**WHAT YOU ARE ASKED TO DO:** Give the entries again exactly, every one of them.

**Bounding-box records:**
━━━━━━━━━━━━━━━━━━━━

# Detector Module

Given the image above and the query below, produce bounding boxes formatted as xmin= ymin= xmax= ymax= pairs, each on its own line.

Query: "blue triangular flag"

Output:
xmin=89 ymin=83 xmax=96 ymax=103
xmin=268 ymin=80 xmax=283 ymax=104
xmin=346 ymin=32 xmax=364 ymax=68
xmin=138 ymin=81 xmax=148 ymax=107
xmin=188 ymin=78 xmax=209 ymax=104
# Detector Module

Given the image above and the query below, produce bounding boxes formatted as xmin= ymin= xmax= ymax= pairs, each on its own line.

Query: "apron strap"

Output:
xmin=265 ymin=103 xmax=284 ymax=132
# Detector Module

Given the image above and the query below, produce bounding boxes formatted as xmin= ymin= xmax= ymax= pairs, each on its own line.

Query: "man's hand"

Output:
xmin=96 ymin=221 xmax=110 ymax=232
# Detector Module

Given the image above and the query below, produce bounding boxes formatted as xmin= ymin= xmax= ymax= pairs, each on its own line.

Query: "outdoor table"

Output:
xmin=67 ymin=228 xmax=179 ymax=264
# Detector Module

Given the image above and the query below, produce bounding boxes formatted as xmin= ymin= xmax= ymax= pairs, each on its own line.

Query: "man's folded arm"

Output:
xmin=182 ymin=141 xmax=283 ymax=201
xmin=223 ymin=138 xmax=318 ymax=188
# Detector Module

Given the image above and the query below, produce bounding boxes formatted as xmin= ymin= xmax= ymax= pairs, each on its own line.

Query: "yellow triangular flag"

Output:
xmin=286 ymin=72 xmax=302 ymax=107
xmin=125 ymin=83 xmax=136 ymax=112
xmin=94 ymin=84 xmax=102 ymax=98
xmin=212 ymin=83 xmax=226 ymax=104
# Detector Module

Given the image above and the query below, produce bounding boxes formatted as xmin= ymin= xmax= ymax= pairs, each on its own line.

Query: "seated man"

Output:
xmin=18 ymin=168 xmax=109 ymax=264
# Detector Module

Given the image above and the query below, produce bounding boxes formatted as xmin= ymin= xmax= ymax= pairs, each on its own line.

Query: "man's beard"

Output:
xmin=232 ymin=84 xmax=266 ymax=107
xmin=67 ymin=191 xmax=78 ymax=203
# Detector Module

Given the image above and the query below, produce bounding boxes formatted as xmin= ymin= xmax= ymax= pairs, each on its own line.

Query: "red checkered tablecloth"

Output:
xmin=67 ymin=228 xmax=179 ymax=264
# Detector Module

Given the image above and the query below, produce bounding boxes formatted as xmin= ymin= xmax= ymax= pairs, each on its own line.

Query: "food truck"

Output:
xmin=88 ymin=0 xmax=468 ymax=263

━━━━━━━━━━━━━━━━━━━━

**RESULT FOR THIS TASK:**
# Detector Module

Given the image above and the query below, produce bounding boxes formatted as xmin= ymin= xmax= ymax= pairs, each on its own line.

Query: "blue triangular flag"

Output:
xmin=89 ymin=83 xmax=96 ymax=103
xmin=268 ymin=80 xmax=283 ymax=104
xmin=346 ymin=32 xmax=364 ymax=68
xmin=138 ymin=81 xmax=148 ymax=107
xmin=188 ymin=78 xmax=209 ymax=104
# Detector Module

Given the image above and the query below, produce bounding boxes formatted as xmin= ymin= xmax= ymax= pairs, each on its own line.

Query: "apron strap"

Output:
xmin=265 ymin=103 xmax=284 ymax=132
# Detector Module

Given the image above and the query below, produce bounding boxes formatted as xmin= ymin= xmax= ymax= pairs, each on its own line.

Query: "man's hand"

Output:
xmin=96 ymin=221 xmax=110 ymax=232
# Detector Module

Given the image above and the query below, produce bounding boxes formatted as xmin= ymin= xmax= ymax= pairs, each on its own line.

Query: "outdoor table"

Output:
xmin=67 ymin=228 xmax=179 ymax=264
# Detector Module

Given the image above and the query below, produce bounding boxes formatted as xmin= ymin= xmax= ymax= pairs, each on its own line.

Query: "man's folded arm"

Output:
xmin=182 ymin=141 xmax=283 ymax=201
xmin=223 ymin=138 xmax=318 ymax=188
# Detector Module

Given the image above and the query below, produce bounding boxes formatted as xmin= ymin= xmax= ymax= pairs, each on its own line.

Query: "yellow triangular flag"

Output:
xmin=286 ymin=72 xmax=302 ymax=107
xmin=125 ymin=83 xmax=136 ymax=112
xmin=94 ymin=84 xmax=102 ymax=98
xmin=212 ymin=83 xmax=226 ymax=104
# Detector Module

Given the image above and the query below, produce bounding boxes formatted as xmin= ymin= xmax= ymax= pairs, each on its own line.

Query: "seated man"

Output:
xmin=18 ymin=168 xmax=109 ymax=264
# Detector Module

Given the image above and the query below, produce bounding boxes formatted as xmin= ymin= xmax= ymax= pairs, each on its own line.

Query: "man's beard"

Output:
xmin=232 ymin=84 xmax=266 ymax=107
xmin=67 ymin=191 xmax=78 ymax=203
# Detector Module

Given the image above and the query below, produce bounding boxes formatted as xmin= ymin= xmax= ymax= pairs, each on its own line.

Query: "red checkered tablecloth"

Output:
xmin=67 ymin=228 xmax=179 ymax=264
# Detector Module

Given the image above and the query below, produce bounding boxes formatted as xmin= ymin= xmax= ymax= pairs, each on its own line.

Query: "food truck"

Output:
xmin=88 ymin=0 xmax=468 ymax=263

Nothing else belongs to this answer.